Find the line that contains "[pin] eyeglasses -- one per line". Copy it and every line after it to the end of the material below, exactly, with no pictures.

________________

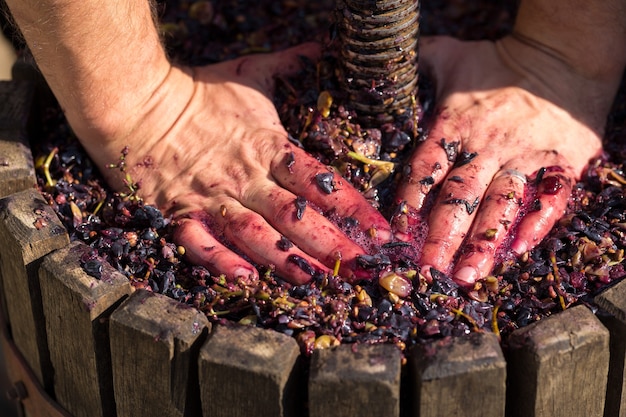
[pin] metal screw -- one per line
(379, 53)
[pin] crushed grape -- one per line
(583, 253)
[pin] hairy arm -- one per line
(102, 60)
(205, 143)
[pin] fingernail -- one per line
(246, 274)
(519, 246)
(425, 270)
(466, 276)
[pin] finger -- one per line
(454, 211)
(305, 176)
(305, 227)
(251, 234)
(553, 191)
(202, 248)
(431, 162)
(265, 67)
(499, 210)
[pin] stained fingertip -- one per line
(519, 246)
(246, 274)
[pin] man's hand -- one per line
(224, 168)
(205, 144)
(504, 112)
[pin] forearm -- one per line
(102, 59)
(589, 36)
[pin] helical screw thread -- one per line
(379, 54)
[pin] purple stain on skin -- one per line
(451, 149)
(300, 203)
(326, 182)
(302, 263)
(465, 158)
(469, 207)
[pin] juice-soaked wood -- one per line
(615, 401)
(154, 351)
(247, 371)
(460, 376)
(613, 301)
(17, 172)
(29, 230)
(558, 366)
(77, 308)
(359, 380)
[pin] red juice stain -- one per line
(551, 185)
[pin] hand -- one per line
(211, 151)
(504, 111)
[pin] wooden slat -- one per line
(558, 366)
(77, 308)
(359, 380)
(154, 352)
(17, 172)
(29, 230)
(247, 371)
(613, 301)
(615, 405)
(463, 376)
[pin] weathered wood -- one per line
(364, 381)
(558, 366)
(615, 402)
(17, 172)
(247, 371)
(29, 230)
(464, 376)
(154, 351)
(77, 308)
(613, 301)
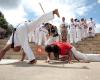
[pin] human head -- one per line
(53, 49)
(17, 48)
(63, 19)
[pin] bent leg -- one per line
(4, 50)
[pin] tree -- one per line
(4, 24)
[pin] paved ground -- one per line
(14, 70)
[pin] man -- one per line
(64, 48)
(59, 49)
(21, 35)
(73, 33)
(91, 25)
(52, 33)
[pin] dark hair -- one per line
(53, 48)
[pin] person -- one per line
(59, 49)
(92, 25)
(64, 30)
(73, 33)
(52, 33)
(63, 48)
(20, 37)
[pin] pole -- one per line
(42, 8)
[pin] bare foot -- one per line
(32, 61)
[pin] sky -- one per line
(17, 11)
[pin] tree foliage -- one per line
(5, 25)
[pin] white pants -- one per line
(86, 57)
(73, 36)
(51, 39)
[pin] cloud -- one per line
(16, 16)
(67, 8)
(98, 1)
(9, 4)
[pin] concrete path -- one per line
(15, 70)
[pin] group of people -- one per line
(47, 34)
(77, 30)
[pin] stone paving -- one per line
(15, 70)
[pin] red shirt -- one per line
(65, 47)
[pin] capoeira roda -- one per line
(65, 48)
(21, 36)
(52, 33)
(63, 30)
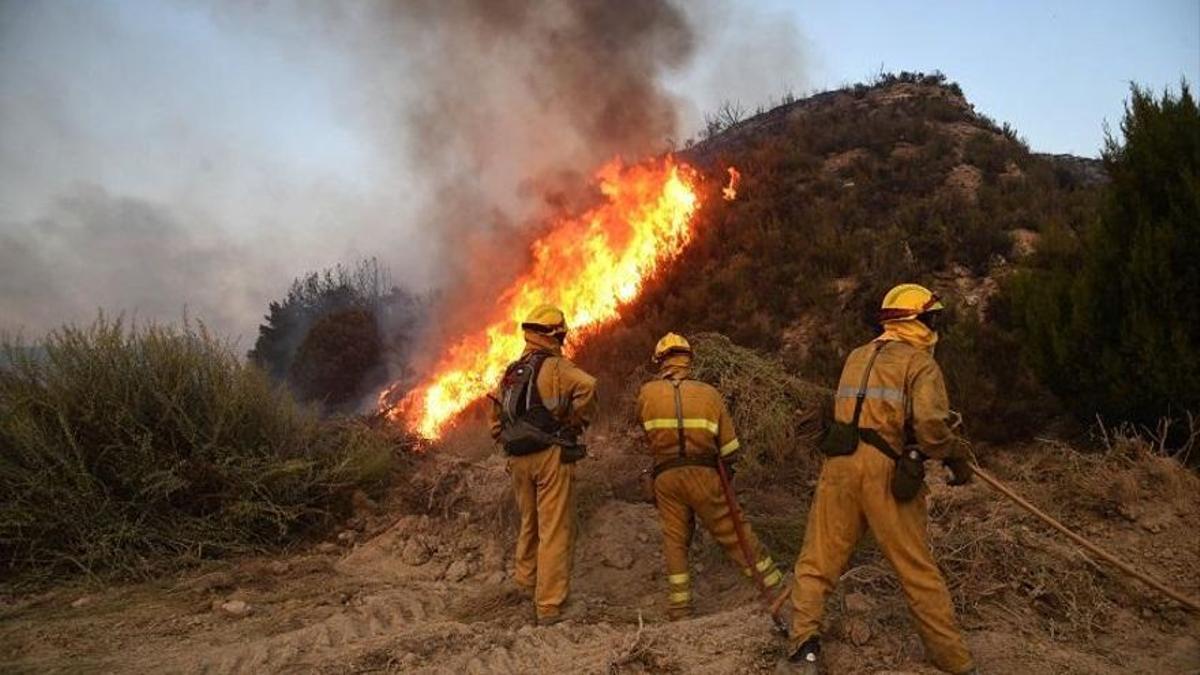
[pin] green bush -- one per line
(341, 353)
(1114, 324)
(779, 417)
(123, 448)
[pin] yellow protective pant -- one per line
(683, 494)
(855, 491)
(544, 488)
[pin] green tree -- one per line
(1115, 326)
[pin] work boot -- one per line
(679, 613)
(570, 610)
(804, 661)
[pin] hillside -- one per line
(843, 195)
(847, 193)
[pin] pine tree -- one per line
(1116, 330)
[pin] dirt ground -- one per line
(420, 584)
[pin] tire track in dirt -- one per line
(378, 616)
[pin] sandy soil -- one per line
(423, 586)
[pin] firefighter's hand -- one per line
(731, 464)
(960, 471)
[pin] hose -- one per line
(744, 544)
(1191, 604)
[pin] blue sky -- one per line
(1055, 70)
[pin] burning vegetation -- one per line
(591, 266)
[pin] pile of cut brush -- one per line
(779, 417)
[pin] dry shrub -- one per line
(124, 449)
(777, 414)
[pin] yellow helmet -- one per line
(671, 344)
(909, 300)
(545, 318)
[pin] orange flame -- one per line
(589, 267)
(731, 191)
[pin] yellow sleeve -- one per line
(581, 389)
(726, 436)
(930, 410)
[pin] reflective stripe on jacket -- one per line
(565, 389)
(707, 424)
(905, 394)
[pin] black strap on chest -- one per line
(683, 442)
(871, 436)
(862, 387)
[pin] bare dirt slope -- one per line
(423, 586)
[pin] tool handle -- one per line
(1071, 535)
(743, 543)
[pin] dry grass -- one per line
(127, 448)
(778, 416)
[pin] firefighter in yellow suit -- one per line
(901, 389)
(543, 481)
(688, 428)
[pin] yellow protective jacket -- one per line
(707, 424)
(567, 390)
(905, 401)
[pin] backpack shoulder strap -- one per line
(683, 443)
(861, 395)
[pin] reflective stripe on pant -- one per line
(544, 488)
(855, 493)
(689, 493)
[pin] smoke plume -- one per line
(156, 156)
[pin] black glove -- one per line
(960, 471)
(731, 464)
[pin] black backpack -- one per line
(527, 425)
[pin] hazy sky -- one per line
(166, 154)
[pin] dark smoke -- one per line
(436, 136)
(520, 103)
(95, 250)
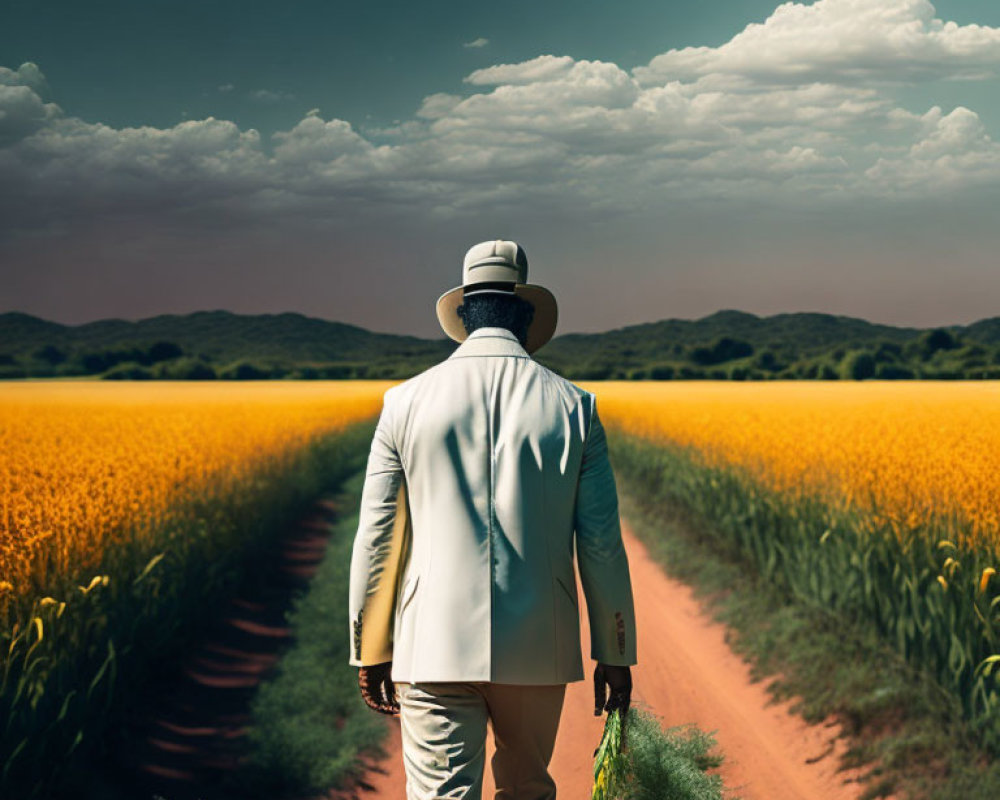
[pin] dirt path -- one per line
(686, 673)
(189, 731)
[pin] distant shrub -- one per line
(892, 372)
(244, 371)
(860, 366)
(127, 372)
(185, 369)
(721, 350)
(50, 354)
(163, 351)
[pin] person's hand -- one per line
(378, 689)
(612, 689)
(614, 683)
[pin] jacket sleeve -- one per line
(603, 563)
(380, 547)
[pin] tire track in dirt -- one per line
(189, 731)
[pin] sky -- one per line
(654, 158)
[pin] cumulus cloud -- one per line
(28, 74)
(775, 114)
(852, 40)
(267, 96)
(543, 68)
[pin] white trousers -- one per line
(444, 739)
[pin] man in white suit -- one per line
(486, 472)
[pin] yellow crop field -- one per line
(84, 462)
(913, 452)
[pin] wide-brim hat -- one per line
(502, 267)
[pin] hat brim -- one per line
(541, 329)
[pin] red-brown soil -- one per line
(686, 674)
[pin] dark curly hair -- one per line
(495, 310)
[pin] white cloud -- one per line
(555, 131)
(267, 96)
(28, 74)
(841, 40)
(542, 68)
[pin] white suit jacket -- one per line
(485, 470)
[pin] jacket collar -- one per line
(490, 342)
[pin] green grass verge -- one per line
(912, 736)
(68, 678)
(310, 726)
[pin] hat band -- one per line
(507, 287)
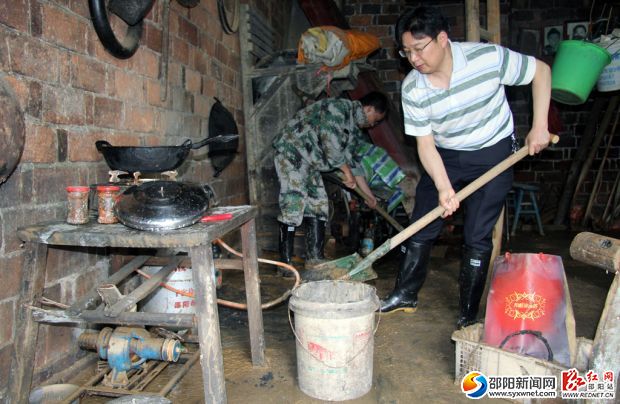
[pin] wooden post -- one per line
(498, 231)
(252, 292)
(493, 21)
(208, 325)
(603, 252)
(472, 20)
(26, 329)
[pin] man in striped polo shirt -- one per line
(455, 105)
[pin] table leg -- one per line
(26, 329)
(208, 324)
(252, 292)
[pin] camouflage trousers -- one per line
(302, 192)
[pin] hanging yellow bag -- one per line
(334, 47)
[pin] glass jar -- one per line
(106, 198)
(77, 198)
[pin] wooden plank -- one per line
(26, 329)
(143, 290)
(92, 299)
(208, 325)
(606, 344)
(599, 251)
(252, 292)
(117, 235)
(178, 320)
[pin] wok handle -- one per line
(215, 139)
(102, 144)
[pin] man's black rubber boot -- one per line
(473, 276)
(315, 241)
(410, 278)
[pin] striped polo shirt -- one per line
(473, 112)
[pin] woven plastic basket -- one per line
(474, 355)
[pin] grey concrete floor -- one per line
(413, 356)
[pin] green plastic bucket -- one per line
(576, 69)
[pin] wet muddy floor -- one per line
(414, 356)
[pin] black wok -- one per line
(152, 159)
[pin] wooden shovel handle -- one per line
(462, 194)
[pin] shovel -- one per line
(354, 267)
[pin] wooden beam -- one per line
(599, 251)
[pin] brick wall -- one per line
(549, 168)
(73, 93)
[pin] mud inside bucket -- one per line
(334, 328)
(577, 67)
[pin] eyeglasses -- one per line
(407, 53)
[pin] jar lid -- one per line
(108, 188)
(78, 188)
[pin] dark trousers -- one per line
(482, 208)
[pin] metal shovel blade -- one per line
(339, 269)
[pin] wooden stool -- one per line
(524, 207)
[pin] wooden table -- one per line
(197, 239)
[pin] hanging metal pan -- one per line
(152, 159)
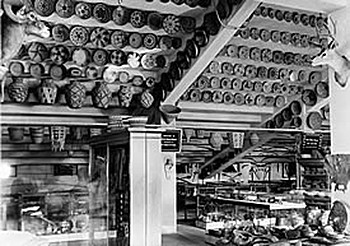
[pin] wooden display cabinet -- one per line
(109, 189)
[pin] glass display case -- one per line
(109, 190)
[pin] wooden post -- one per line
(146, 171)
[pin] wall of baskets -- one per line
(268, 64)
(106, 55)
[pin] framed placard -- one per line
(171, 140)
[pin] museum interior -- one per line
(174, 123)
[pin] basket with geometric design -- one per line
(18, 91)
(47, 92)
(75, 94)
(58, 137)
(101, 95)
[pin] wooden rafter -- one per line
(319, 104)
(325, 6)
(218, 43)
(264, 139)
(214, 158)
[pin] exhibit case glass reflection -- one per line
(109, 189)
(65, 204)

________________

# Exercise response:
[pin] eyeglasses -- one per line
(407, 53)
[pin] jar lid -- one per line
(108, 188)
(78, 188)
[pin] dark trousers -- one per line
(482, 208)
[pin] metal shovel blade -- one per line
(339, 269)
[pin] wooden stool -- one per line
(524, 207)
[pin] wooden table -- one per line
(197, 239)
[pin] hanging metal pan -- one per line
(152, 159)
[pin] wooden display cabinet -- one per line
(109, 189)
[pin] glass display case -- one per line
(109, 190)
[pin] wooden post -- one per line
(146, 171)
[pin] wall of baskets -- one per line
(268, 64)
(106, 55)
[pin] framed placard -- one per line
(171, 140)
[pin] museum interior -- one per line
(174, 123)
[pin] basket with geometric design -- one per line
(18, 91)
(47, 92)
(75, 94)
(58, 137)
(101, 95)
[pin] wooden rafter -- one per line
(319, 104)
(325, 6)
(218, 43)
(264, 139)
(214, 158)
[pin] exhibit case glass reflection -- one per line
(109, 189)
(65, 204)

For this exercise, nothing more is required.